• _Instructions for the task_:
Give the data below again exactly as written, without its pictures.

• _Recorded information_:

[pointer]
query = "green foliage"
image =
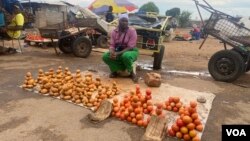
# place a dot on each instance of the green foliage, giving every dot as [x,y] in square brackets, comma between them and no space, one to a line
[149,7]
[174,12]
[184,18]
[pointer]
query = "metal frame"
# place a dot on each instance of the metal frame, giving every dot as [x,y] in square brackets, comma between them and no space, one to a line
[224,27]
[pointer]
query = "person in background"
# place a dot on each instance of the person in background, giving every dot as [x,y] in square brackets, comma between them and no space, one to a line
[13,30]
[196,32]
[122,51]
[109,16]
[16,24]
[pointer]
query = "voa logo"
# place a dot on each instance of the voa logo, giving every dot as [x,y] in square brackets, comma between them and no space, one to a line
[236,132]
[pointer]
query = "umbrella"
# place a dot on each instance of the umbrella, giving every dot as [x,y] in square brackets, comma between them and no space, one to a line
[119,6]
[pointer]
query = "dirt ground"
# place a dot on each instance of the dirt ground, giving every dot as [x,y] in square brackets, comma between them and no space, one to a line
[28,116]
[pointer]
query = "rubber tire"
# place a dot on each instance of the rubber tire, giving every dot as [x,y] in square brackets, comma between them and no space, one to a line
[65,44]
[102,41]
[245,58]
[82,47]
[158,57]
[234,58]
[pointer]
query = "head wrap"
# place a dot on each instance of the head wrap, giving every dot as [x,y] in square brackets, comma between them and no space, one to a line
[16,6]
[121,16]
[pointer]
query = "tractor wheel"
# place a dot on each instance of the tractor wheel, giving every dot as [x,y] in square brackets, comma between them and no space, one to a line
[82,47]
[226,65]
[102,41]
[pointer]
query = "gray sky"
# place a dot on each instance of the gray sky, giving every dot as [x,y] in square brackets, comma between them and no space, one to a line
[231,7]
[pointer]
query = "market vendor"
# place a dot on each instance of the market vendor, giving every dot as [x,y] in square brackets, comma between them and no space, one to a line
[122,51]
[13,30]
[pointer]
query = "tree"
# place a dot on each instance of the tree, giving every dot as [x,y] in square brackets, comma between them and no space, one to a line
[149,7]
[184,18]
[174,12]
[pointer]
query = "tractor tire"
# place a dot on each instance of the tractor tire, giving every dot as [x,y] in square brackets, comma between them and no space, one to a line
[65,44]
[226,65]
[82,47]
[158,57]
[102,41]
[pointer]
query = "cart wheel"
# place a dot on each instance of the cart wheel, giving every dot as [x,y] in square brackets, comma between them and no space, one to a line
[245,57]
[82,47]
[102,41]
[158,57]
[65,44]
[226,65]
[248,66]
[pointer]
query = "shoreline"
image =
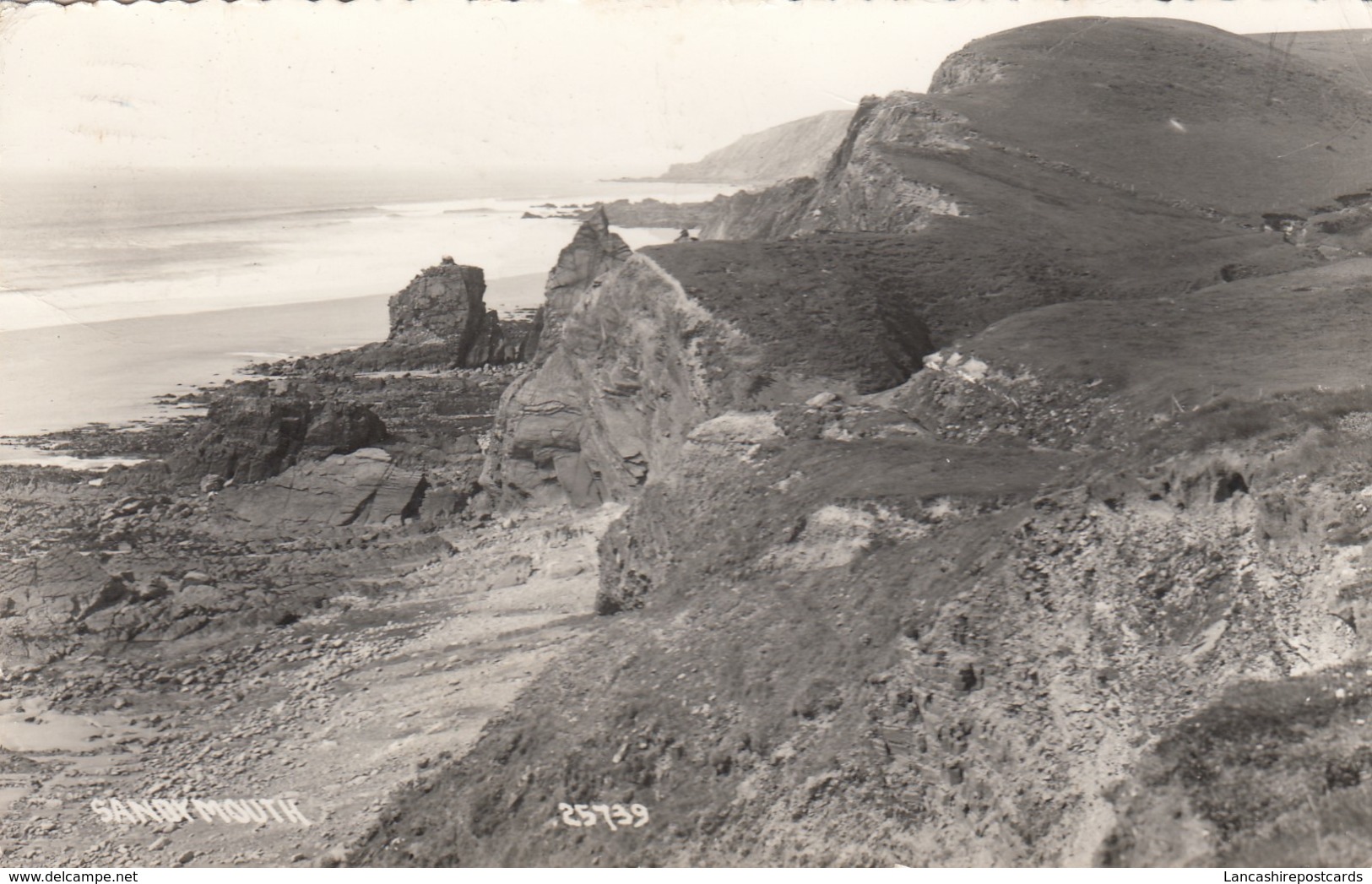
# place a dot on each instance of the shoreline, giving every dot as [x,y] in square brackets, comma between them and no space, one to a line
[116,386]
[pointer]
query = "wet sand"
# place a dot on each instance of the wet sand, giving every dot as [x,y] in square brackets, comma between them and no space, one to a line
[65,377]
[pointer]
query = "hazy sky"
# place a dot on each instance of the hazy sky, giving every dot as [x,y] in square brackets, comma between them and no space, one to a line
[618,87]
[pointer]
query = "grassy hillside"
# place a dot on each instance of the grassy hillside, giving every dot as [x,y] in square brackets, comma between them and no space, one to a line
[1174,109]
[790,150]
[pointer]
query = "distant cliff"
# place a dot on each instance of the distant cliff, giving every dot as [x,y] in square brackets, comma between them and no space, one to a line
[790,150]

• _Exercise solution_:
[pointer]
query = "green foliage"
image =
# place a dot on each instance of the green foliage, giving every dot as [x,y] in square brackets, comma between them and no space, one to a line
[149,7]
[174,12]
[184,18]
[pointer]
query = "metal frame"
# place a dot on each instance of the metal frame, giving every dot as [x,y] in square brackets, comma between them and no space, one to a line
[224,27]
[pointer]
query = "person in background"
# place a dot on each instance of the person in background, giving every dot as [x,y] in square brackets, comma between them and no space, one to a line
[13,30]
[196,32]
[122,51]
[109,16]
[16,24]
[pointer]
query = "voa logo"
# place a dot on each instance of the voa logo, giving every dot as [x,y] in square brackets, comma between them and no space, one to a line
[236,132]
[pointer]
query = "umbrella"
# place a dot on each instance of the umbrella, giving every dot as [x,y] in square brackets, comma between them and no space, one to a line
[119,6]
[pointer]
query = "dirt ground"
# place a dot on each instance of the dirt ground, giving every dot as [x,y] in square brackets, comma between them and no space, one to a line
[28,116]
[pointer]
query = "rubber tire"
# place a dot on each instance of the rubber tire, giving every dot as [x,y] in square brackets, comma between them and no space, one to a line
[65,44]
[102,41]
[245,58]
[82,47]
[158,57]
[234,58]
[pointer]
query = "head wrap"
# place a dot on each instance of the head wrap, giving every dot as [x,y] in square brackets, comma between them and no space, one to a line
[16,6]
[121,16]
[pointer]
query = "tractor wheel"
# place a dot on each instance of the tractor wheel, giving every dot as [x,y] in square brackets, comma between them and no space, one to a line
[82,47]
[226,65]
[102,41]
[pointer]
query = "gray sky"
# place a dot on each instance of the gray sky, giving every dot as [x,y] in square brackets, comma between them and no space, one to a line
[231,7]
[pointer]
query = "market vendor"
# place a dot on each instance of the market vendor, giving every dot as [x,y] in square brackets, comma between them and no space, one to a line
[122,51]
[13,30]
[pointer]
query = "tree"
# place a dot on each instance of the tree, giving every dot as [x,y] in square brackets, comma between them and no space, one to a line
[149,7]
[184,18]
[174,12]
[pointer]
query = "tractor tire"
# place a dot on each instance of the tractor tire, giving every dot as [x,y] in square brackets, comma between them and no space, one to a line
[65,44]
[226,65]
[82,47]
[158,57]
[102,41]
[pointer]
query = "cart wheel"
# place a dot on each instance of the cart wheel, giving every dot as [x,y] in square brackets, comma between them and no space, one to a line
[245,57]
[82,47]
[102,41]
[158,57]
[65,44]
[226,65]
[248,66]
[pointer]
query = "shoreline"
image =
# place a dot on each instance of the shoreline, giving every dot as [x,y] in square brackets, comma between them and no space, one to a line
[116,386]
[pointer]
query = "wet sand"
# place a dot on each instance of the wet sand, giving every dot as [x,y] in square brackets, comma between them and no space, one to a line
[65,377]
[pointer]
query = "hazy sky"
# place a dot on each instance of the hazy sky, giving every dot as [x,y] in square brackets, comma between them and no space, one to a line
[618,87]
[pointer]
query = "grassy hillside"
# place a dot on each instance of the grassy hillside, giving every dot as [x,y] in square brackets, comma between them and no space, one to a line
[1174,109]
[790,150]
[pointer]
query = "distant cliff"
# place a dot on each instance of the distant cliff, giving every dot as [x,y] in square brackets, comma between them and no space, one to a line
[790,150]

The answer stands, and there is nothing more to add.